> **TASK PROMPT**: Where the line containing "spot worn varnish finish | bbox" appears, end your copy; everything from the first line of the records below up to and including it must be reproduced exactly.

▬▬▬▬▬▬▬▬▬▬

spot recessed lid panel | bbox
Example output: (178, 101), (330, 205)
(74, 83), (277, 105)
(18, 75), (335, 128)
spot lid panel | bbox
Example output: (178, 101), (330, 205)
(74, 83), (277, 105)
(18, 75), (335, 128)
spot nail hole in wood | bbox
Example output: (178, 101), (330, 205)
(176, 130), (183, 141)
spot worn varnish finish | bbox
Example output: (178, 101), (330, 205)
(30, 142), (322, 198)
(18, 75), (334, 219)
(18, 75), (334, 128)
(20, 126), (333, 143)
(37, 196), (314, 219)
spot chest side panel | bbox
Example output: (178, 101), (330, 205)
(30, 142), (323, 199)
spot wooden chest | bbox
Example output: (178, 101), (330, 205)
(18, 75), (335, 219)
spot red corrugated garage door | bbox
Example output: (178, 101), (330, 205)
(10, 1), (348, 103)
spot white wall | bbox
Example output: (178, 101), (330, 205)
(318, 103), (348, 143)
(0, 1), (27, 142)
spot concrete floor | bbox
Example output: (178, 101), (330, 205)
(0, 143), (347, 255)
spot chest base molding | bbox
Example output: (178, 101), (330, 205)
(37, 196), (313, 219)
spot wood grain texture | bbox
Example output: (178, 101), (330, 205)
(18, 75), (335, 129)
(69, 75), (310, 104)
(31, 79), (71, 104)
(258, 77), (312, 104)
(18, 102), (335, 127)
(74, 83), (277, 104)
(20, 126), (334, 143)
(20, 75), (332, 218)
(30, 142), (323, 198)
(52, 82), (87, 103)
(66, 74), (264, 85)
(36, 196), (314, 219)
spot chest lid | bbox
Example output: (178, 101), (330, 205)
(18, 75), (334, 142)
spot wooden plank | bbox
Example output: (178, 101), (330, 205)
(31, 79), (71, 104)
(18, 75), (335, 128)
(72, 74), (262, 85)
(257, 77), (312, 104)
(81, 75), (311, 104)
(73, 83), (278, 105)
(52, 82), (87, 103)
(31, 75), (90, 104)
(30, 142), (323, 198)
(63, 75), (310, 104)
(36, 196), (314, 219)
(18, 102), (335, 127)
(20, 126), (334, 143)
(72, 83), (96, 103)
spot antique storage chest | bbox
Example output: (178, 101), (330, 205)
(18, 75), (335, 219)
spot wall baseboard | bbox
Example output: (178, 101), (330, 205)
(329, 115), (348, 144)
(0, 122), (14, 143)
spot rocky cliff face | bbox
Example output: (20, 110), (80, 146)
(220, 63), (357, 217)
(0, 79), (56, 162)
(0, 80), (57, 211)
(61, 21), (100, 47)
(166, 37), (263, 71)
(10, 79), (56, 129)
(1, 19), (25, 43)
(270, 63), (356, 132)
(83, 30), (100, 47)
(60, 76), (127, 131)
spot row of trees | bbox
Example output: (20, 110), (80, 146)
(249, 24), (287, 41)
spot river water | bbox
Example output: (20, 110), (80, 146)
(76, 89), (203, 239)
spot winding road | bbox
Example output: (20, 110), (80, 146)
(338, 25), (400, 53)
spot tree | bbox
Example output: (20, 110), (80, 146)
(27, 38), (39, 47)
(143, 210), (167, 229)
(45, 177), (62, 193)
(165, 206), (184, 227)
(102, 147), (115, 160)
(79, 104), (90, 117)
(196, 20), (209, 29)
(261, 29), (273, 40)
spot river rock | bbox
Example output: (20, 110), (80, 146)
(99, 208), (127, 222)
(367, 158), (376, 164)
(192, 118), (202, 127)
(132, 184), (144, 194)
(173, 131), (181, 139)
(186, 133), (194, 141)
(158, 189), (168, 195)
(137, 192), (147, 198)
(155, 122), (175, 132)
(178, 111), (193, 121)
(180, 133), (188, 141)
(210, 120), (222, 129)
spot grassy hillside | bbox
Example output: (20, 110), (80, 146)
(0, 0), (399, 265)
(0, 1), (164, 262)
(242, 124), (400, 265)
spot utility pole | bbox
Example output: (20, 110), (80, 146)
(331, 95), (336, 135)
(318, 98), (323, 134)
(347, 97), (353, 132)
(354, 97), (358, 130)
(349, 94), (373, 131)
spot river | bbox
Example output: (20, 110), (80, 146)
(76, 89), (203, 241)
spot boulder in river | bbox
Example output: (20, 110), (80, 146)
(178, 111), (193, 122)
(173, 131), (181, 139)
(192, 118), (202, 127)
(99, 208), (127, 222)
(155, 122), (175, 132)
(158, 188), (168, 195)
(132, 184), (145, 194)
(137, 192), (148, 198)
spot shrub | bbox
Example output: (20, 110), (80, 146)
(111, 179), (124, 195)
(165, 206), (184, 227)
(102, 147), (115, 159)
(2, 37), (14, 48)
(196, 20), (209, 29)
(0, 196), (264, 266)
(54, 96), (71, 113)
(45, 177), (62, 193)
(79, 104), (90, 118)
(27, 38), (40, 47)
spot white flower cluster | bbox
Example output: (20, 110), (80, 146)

▬▬▬▬▬▬▬▬▬▬

> **REPLY**:
spot recessed lid panel | bbox
Example output: (178, 101), (330, 205)
(74, 83), (277, 105)
(18, 75), (335, 128)
spot lid panel | bbox
Example output: (178, 101), (330, 205)
(74, 83), (277, 105)
(18, 75), (335, 128)
spot nail hole in wood | bbox
Example output: (178, 101), (330, 205)
(176, 130), (183, 141)
spot worn varnish finish | bbox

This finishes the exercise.